» **REQUIREMENT A**
List every protein or enzyme that the passage on Candida and denture stomatitis mentions by name.
» **REQUIREMENT B**
In the passage on Candida and denture stomatitis, reproduce the text starting at "A variety of" and ending at "systemic infections .".
#### PASSAGE TO READ
The presence of the Candida biofilm was considered to be a characteristic of the denture stomatitis pathology [1, 24, 48, 49]. Preceding work suggested that the lack of keratinization facilitates fungal infections and subsequent disruption of the denture-supporting tissues ; finding the same cytological changes in the oral mucosa in denture-induced stomatitis confirmed this finding . However, the samples are not sufficient in our studies for a statistical analysis concerning the mycological population. A larger sample group will be necessary to confirm this result.
The fungus, Candida albicans, interacts with epithelial cells under denture both as a normal commensal and as an invasive pathogen. Adherent C.albicans cells can invade epithelial surfaces both by penetrating into individual epithelial cells, and by degrading interepithelial cell junctions and passing between epithelial cells . Invasion into epithelial cells is mediated by both induced endocytosis and active penetration, whereas degradation of epithelial cell junction proteins , such as E-cadherin occurs mainly via proteolysis by secreted aspartyl proteinases . Studies show the potential for C. albicans to manipulate the stratified epithelial cells to a state of differentiation that is more .
A variety of morphological changes in the BM are known to occur in inflammatory diseases like DRS. C. albicans has a significant effect on tissue structure through BM protein (laminin-5 and type IV collagen) .
C. albicans possesses the ability to adhere specifically to extracellular matrix, as compared with other Candida species or oral bacteria . In tissues expressing laminin-332, such as the junctional epithelium of the gingivae, Candida may also invade the epithelial basement membrane possibly initiating systemic infections .
########
#### SOURCE DATA
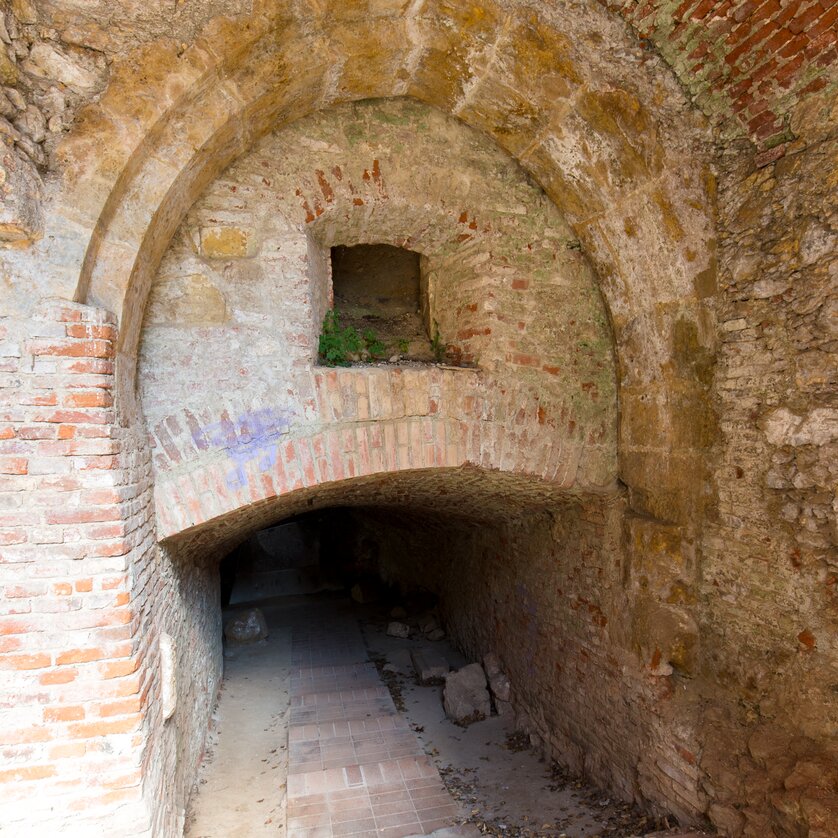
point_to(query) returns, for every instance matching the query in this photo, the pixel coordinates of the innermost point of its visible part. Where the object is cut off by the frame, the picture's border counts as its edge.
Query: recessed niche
(379, 293)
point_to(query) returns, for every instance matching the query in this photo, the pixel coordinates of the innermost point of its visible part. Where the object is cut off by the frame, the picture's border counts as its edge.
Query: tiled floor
(355, 768)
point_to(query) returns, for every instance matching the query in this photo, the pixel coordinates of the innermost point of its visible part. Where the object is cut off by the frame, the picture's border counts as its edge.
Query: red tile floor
(354, 767)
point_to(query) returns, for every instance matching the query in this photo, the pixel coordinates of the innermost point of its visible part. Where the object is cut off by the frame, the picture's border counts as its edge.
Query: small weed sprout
(338, 345)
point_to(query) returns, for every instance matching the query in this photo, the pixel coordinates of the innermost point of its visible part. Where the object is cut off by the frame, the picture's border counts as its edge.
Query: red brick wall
(745, 64)
(74, 687)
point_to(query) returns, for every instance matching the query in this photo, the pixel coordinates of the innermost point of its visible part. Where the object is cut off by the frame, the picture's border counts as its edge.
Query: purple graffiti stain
(251, 437)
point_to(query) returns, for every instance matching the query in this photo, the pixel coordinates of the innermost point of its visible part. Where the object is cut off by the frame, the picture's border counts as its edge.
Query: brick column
(72, 688)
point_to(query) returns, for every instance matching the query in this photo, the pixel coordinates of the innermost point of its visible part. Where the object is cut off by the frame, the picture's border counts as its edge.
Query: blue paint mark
(251, 437)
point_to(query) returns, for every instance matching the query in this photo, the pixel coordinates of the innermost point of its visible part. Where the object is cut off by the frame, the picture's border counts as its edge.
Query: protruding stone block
(430, 666)
(466, 698)
(246, 627)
########
» **YOUR SOLUTION A**
E-cadherin, secreted aspartyl proteinases, laminin-5, type IV collagen, laminin-332

» **YOUR SOLUTION B**
A variety of morphological changes in the BM are known to occur in inflammatory diseases like DRS. C. albicans has a significant effect on tissue structure through BM protein (laminin-5 and type IV collagen) .
C. albicans possesses the ability to adhere specifically to extracellular matrix, as compared with other Candida species or oral bacteria . In tissues expressing laminin-332, such as the junctional epithelium of the gingivae, Candida may also invade the epithelial basement membrane possibly initiating systemic infections .